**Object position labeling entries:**
____

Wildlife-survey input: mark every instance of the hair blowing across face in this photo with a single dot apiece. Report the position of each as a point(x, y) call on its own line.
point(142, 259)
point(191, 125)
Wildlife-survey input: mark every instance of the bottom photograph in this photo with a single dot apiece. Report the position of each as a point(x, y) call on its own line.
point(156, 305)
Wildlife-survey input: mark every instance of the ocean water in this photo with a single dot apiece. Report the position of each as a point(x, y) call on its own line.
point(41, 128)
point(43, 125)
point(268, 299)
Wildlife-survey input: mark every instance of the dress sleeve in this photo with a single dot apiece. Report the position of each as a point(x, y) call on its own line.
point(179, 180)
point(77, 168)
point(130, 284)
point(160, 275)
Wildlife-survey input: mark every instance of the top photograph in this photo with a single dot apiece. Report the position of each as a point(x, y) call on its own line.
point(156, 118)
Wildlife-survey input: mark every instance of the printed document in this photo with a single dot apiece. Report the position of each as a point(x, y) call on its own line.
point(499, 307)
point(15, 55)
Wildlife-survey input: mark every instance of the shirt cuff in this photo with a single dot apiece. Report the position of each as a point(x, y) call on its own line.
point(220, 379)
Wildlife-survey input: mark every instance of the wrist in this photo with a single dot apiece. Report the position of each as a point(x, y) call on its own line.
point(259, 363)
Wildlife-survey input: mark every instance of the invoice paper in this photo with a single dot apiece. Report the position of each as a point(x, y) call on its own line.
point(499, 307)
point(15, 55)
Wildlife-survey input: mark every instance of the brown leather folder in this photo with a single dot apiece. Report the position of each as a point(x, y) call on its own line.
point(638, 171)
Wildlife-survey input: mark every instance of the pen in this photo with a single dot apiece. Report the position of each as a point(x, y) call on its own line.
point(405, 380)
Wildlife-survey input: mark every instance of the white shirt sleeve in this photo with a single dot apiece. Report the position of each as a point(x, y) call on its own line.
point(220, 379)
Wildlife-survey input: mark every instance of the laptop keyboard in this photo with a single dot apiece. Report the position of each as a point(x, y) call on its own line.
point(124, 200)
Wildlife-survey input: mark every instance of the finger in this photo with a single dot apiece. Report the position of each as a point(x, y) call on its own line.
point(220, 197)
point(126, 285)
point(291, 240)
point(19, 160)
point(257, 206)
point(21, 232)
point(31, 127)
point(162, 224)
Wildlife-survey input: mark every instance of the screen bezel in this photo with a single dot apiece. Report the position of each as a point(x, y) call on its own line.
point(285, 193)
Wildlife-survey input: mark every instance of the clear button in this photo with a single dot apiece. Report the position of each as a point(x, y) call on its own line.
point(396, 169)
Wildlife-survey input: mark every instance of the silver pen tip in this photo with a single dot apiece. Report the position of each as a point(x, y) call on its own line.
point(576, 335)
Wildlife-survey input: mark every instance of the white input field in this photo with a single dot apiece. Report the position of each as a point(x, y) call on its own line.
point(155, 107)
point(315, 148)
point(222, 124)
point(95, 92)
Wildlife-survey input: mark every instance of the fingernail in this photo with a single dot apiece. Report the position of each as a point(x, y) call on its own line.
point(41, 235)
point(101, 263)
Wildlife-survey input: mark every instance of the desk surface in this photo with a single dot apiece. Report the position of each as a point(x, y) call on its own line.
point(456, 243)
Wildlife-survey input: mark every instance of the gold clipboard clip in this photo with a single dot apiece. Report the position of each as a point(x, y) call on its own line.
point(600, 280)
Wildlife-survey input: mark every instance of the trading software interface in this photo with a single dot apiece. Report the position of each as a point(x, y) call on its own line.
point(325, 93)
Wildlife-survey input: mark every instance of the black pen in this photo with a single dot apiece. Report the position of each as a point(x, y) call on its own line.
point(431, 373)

____

Copy every item above word for word, without changing anything.

**Worked solution:**
Wildlife-survey input: mark every instance of the hair blowing across face in this photo with a single dot apiece. Report the position of each as a point(x, y) call on its own line.
point(142, 259)
point(191, 125)
Wildlife-survey input: mark every instance of the bottom photograph in this photo with a single dot apiece. Report the position of each as a point(x, y) call on its own line.
point(156, 305)
Wildlife-survey input: mark every instance of the ocean water in this photo with a single dot apiece. Report the position of each as a point(x, y) call on its own line.
point(41, 128)
point(43, 125)
point(268, 299)
Wildlife-survey input: mark every instance of the dress sleeve in this photo with a single dot apiece. Report the position of each as a point(x, y) call on its own line.
point(179, 180)
point(77, 168)
point(130, 284)
point(160, 275)
Wildlife-survey input: mark every instance of the top photograph in this photo with a single dot apiece. Report the position of each as a point(x, y) call on its own line.
point(156, 118)
Wildlife-survey input: mark every instance of the printed document in this photo with a single dot apiece. Report the position of each as a point(x, y) call on its own line.
point(499, 307)
point(15, 55)
Wildlife-survey input: mark every instance of the shirt cuff in this photo with a single dot apiece. Report the position of each as a point(x, y) call on its own line.
point(220, 379)
Wildlife-survey input: mark every instance of the wrist in this photo with a single dot apiece. Report the position of each as a point(x, y) call on its own line.
point(259, 363)
Wildlife-survey input: mark every instance of the invoice paper in this photo with a single dot apiece. Report the position of each as a point(x, y) call on its own line.
point(499, 307)
point(15, 55)
Wildlife-survey input: mark every instance of the brown leather folder in this photo with a single dot apiece. Report the position of each as a point(x, y) call on its own line.
point(638, 171)
Wildlife-survey input: mark every instance of the pen in this photo with a single dot apiece. Report the position of each as a point(x, y) call on its own line.
point(405, 380)
Wildlife-survey input: mark every instance of the white shirt sleeve in this photo with a single dot apiece. Report the position of each as a point(x, y) call on its own line.
point(220, 379)
Wildlife-survey input: mark every instance of the laptop keyboard in this photo with a single dot apiece. Report the position of each as a point(x, y) call on its own line.
point(124, 200)
Wildlife-survey input: mark every instance of the finger in this photo with a single dot apiece. Report the position of each as a point(x, y) call on its own line.
point(220, 197)
point(126, 285)
point(291, 240)
point(19, 160)
point(257, 206)
point(21, 232)
point(31, 127)
point(162, 224)
Wildlife-survey input: mark every instance of the screen bezel in this photo with a single dot apiece. Report the position of each as a point(x, y) call on its own line.
point(285, 193)
Wildlife-survey input: mark every instance of the clear button in this photo with a single dot apiece. Report the position of each as a point(x, y) call on its own line.
point(396, 169)
Wildlife-survey input: mark every instance of the silver pen tip in this photo with a single dot apiece. Report the position of each as a point(x, y) call on its own line.
point(576, 335)
Wildlife-survey input: mark every instance of the white input field in this photo with a single dot apiece. Report the position of each as a point(x, y) call on its own line.
point(155, 107)
point(315, 148)
point(222, 124)
point(95, 92)
Wildlife-survey input: mark every instance of the fingernail in this photo with a single dot apiece. Report the position of each as a point(x, y) call on its own line.
point(41, 235)
point(101, 263)
Wildlife-survey input: mark every instance of the desk surface in this photo with a single dot apiece. Report the position of each as a point(x, y) call on its own line.
point(456, 243)
Wildlife-survey input: mark every instance of the gold clipboard clip in this photo with a single dot apiece. Report the position of each as a point(x, y) call on its own line.
point(600, 280)
Wildlife-survey input: mark every instance of the trading software interface in this photo with a single dot apiece. Report the position of each as a point(x, y) call on its own line.
point(325, 93)
Wildlife-survey input: mark every instance of the black pen in this photo with a single dot apiece. Report the position of each as a point(x, y) call on its own line.
point(431, 373)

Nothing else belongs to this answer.